● **DATASET ENTRIES**:
------------

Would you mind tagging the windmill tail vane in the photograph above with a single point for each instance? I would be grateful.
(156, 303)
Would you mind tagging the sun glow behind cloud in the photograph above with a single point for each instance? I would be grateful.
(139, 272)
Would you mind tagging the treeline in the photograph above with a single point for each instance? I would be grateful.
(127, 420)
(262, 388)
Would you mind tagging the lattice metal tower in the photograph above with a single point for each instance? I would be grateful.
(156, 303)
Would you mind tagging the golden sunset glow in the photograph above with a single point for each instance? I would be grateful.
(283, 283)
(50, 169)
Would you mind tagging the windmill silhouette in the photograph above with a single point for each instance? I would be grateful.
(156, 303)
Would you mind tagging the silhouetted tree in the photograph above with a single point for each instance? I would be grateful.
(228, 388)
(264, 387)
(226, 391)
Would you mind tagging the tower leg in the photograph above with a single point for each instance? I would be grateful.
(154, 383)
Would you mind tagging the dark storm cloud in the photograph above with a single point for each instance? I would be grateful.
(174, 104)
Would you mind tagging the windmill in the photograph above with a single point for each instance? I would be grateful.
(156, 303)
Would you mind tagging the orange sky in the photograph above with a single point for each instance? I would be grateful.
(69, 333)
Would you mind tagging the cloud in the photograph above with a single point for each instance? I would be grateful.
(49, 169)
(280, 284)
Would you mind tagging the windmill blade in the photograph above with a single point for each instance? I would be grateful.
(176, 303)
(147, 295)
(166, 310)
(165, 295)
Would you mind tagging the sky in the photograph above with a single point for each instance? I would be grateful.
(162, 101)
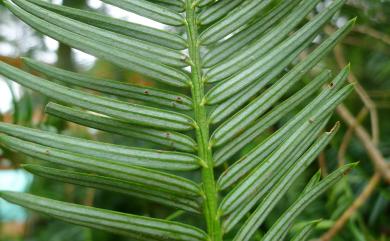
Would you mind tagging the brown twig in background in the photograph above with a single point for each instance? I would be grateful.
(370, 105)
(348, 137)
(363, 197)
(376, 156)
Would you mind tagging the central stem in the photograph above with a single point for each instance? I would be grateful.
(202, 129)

------------

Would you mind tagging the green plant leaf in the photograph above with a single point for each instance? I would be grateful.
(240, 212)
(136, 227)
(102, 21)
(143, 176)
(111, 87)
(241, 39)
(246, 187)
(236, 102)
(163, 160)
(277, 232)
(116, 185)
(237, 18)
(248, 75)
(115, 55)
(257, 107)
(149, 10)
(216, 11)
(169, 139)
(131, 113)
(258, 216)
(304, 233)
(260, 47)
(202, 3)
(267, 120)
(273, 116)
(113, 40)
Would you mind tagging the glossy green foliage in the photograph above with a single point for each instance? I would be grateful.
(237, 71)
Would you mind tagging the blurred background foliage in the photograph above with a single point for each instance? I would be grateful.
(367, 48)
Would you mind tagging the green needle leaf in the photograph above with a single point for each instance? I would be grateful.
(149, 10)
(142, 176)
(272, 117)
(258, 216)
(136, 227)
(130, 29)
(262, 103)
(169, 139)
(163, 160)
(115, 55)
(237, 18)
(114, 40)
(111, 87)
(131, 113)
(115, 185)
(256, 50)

------------

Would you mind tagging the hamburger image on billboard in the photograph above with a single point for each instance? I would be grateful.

------------

● **EXERCISE**: Count the lines above that contain the string "leaf", and reply with the number alone.

● **SOLUTION TO THE PROBLEM**: 2